== EXERCISE TASKS ==
1. In the post about the Chase Field upgrade dispute, why does the county say most of the $187 million should not fall to it? Answer in one to three sentences.
2. Extend the post about the Chase Field upgrade dispute, starting after its final sentence.

** start READING TEXT **

County to D-Backs: Most of $187m in upgrade demands is items team agreed to pay for

Maricopa County responded to the Arizona Diamondbacks owners’ demands for at least $187 million in improvements to Chase Field plus maybe additional tax subsidies with a letter of their own this week, which you can read in its entirety here. The key bit, though, is this:

Screen Shot 2016-04-12 at 3.17.25 PMTranslated, this means: Okay, you keep saying our 2013 study of possible repairs/improvements to Chase Field lists $187 million in needed work. But $55 million of that is your own operations and maintenance expenses, and another $90 million is wish-list stuff that is explicitly excluded from the county’s obligations. So, WTF?

I also asked a county representative about that “Non-Obsolescence Fund” that the Diamondbacks can draw on if they agree to extend their lease: Right now it has a whopping $460,000 in it, so that’s not really worth worrying about.

** end READING TEXT **
** start DATA LISTING **

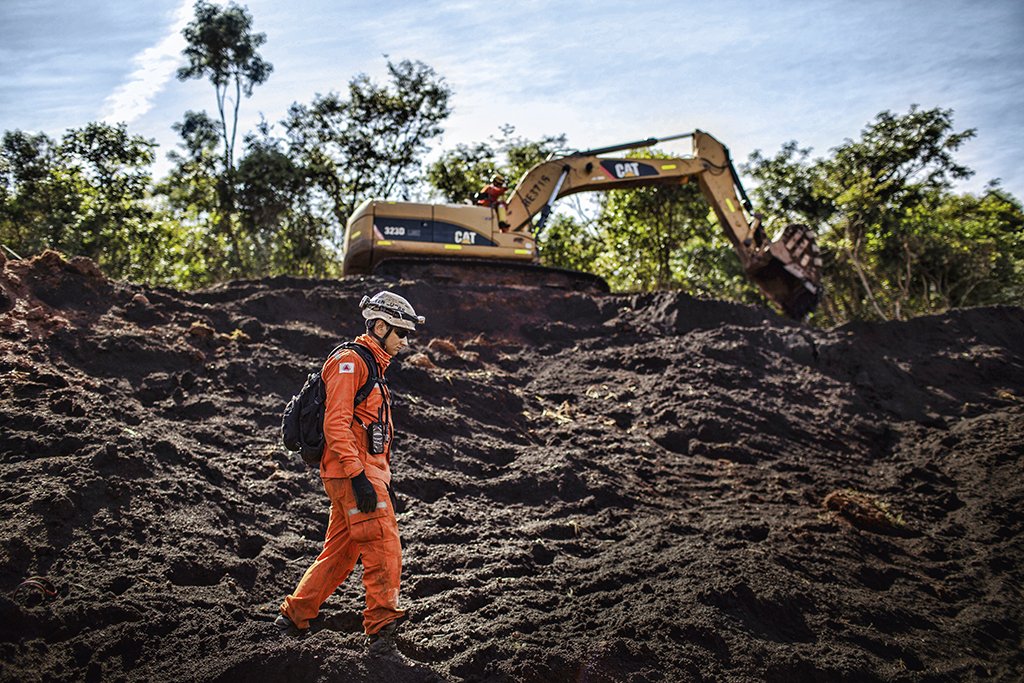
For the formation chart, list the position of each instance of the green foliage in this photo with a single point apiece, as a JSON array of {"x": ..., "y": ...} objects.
[
  {"x": 896, "y": 241},
  {"x": 85, "y": 195},
  {"x": 568, "y": 243},
  {"x": 222, "y": 47},
  {"x": 278, "y": 212},
  {"x": 371, "y": 143},
  {"x": 459, "y": 174}
]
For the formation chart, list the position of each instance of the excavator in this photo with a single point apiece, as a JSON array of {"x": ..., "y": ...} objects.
[{"x": 464, "y": 243}]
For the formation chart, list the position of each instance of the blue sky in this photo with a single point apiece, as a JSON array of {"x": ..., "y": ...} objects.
[{"x": 754, "y": 74}]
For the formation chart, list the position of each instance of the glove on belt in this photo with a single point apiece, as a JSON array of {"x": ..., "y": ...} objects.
[{"x": 366, "y": 497}]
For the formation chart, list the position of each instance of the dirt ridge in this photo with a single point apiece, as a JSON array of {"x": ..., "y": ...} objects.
[{"x": 612, "y": 487}]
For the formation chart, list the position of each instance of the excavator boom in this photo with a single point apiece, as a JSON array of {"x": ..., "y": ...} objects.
[{"x": 462, "y": 241}]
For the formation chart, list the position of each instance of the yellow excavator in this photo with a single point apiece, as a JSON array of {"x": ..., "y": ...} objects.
[{"x": 464, "y": 243}]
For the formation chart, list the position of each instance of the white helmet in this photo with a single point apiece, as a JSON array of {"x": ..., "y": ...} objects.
[{"x": 391, "y": 308}]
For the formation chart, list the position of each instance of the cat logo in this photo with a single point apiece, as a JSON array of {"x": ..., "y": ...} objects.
[{"x": 627, "y": 169}]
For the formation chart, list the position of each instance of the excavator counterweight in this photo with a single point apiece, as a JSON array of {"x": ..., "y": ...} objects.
[{"x": 465, "y": 243}]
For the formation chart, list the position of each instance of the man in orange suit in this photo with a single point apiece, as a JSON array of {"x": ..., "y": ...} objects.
[{"x": 355, "y": 468}]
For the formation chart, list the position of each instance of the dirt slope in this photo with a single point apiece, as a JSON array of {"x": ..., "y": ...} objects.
[{"x": 593, "y": 488}]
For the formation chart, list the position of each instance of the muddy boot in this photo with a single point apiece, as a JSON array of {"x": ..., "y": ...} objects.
[
  {"x": 381, "y": 644},
  {"x": 288, "y": 628}
]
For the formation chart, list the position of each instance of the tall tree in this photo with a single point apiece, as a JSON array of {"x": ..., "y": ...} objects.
[{"x": 373, "y": 141}]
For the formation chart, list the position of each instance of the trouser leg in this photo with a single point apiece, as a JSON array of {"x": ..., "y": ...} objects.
[
  {"x": 330, "y": 568},
  {"x": 382, "y": 574}
]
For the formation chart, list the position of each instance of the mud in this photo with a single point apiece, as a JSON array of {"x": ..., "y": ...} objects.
[{"x": 610, "y": 487}]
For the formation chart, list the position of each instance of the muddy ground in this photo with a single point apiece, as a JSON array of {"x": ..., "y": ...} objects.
[{"x": 612, "y": 487}]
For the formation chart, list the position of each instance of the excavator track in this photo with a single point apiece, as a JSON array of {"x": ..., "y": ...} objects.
[{"x": 484, "y": 271}]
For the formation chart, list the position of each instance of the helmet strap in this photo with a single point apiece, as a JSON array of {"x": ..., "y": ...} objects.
[{"x": 380, "y": 340}]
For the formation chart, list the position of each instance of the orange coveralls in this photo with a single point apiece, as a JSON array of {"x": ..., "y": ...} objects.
[
  {"x": 350, "y": 532},
  {"x": 493, "y": 198}
]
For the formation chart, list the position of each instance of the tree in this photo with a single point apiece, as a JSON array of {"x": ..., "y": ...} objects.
[
  {"x": 40, "y": 199},
  {"x": 86, "y": 195},
  {"x": 459, "y": 174},
  {"x": 896, "y": 240},
  {"x": 113, "y": 224},
  {"x": 372, "y": 142},
  {"x": 280, "y": 212},
  {"x": 222, "y": 47}
]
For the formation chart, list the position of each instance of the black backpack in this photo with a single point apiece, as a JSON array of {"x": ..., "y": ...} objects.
[{"x": 302, "y": 423}]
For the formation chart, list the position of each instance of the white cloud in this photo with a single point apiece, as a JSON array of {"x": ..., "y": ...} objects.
[{"x": 154, "y": 68}]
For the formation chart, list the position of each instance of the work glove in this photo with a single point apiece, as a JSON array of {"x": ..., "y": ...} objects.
[{"x": 366, "y": 497}]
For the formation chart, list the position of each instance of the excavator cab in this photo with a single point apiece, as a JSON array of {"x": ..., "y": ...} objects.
[{"x": 464, "y": 243}]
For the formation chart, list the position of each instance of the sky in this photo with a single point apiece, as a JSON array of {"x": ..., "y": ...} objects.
[{"x": 754, "y": 74}]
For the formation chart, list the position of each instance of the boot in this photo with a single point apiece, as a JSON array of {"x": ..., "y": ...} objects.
[{"x": 288, "y": 628}]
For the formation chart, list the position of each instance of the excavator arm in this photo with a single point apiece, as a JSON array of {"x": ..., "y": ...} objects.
[{"x": 786, "y": 269}]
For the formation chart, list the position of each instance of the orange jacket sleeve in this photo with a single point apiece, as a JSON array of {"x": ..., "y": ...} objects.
[{"x": 343, "y": 374}]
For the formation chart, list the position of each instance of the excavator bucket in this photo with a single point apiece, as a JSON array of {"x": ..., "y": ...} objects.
[{"x": 788, "y": 270}]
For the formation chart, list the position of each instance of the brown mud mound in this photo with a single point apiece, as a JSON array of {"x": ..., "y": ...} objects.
[{"x": 593, "y": 487}]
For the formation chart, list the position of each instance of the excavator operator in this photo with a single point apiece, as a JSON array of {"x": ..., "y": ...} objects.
[
  {"x": 355, "y": 469},
  {"x": 491, "y": 196}
]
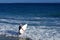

** end DATA LISTING **

== SOLVED PROBLEMS ==
1. The county says $55 million of the $187 million is the team's own operations and maintenance expenses. Another $90 million is wish-list work that is explicitly excluded from the county's obligations.

2.
To my knowledge, D-Backs execs haven’t yet responded to this letter — but then, they wouldn’t need to, if their concern is less legal niceties than trying to drum up an urgency to fix their stadium situation out of thin air. Whether Maricopa County stadium officials see this as a crisis or not, the media certainly does, which means elected officials are likely to as well, and that can be enough to set the ball rolling on hundreds of millions of dollars shifting pockets. A contract may be a contract, but when you’re seen as a 700-pound gorilla, you don’t need to sweat the fine print.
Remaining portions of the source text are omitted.